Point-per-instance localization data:
Start of Block

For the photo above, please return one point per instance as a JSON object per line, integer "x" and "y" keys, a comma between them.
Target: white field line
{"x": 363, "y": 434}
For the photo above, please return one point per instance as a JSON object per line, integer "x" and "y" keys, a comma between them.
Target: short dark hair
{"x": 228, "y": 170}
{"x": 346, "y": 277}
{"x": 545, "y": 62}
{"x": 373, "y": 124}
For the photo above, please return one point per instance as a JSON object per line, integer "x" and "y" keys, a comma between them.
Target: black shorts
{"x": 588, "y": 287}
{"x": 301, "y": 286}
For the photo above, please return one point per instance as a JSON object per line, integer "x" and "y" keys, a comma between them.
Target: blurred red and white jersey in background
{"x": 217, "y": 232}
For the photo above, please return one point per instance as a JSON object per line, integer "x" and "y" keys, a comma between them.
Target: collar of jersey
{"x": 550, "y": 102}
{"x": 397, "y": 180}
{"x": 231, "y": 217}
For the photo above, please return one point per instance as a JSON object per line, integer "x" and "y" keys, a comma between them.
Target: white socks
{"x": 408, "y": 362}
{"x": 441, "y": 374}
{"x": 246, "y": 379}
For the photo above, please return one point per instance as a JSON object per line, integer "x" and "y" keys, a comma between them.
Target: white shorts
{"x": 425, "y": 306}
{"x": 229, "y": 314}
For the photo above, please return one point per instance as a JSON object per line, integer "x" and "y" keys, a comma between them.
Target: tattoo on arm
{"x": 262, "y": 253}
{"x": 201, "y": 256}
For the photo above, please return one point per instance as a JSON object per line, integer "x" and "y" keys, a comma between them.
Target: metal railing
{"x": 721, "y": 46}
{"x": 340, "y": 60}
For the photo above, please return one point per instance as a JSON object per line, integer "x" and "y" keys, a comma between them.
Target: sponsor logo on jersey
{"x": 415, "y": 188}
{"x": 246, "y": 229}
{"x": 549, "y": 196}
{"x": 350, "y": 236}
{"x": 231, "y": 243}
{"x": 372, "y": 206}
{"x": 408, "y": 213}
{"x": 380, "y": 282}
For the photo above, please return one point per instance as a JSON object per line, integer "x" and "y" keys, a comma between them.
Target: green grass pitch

End of Block

WHAT YOU NEED TO DO:
When you transcribe the records above, keep every line exactly the same.

SOLUTION TO THE EXERCISE:
For the photo above, please return one point per instance as a JSON object per line, integer "x" and "y" keys, a comma between them.
Target: white field line
{"x": 363, "y": 434}
For the photo above, please return one point per instance as a JSON object per line, integer "x" and "y" keys, a comma between them.
Target: short dark hair
{"x": 228, "y": 170}
{"x": 346, "y": 277}
{"x": 545, "y": 62}
{"x": 373, "y": 124}
For the photo above, please return one point per instance as a JSON object per line, integer "x" and "y" keys, a comma between them.
Target: black shorts
{"x": 588, "y": 287}
{"x": 301, "y": 286}
For the photo above, please return one point per instance as a JSON object per line, integer "x" and "y" keys, a comma between them.
Target: blurred red and white jersey in background
{"x": 217, "y": 232}
For the photo above, please return one point per instance as a JSON object per line, integer "x" and "y" keys, a comma between them.
Target: collar of jersey
{"x": 550, "y": 102}
{"x": 397, "y": 180}
{"x": 231, "y": 217}
For the photo above, please return one point per instance as a JSON object per line, integer "x" and "y" keys, a comma between them.
Target: white socks
{"x": 408, "y": 362}
{"x": 441, "y": 374}
{"x": 246, "y": 379}
For the photo above, please return one point per instance as a JSON object per line, integer "x" and "y" keys, a comma between them.
Target: white shorts
{"x": 425, "y": 306}
{"x": 229, "y": 314}
For the photo above, please return one point per instance as a JSON object per line, integer "x" and "y" keys, a comma between them.
Target: tattoo on arm
{"x": 262, "y": 253}
{"x": 201, "y": 256}
For the photo above, please return one point per instance as a JSON object per line, integer "x" and "y" keys, a comma between them.
Target: metal railing
{"x": 721, "y": 46}
{"x": 340, "y": 60}
For the photo above, please return one point per instance as a JSON object per line, integer "x" and "y" keys, a comma between them.
Target: sponsor logo on jersey
{"x": 415, "y": 188}
{"x": 246, "y": 229}
{"x": 549, "y": 196}
{"x": 350, "y": 236}
{"x": 231, "y": 243}
{"x": 372, "y": 206}
{"x": 408, "y": 213}
{"x": 380, "y": 282}
For the photo above, please return one point per instance as a JSON object per line, integer "x" and "y" keys, a comma between them.
Target: green grass pitch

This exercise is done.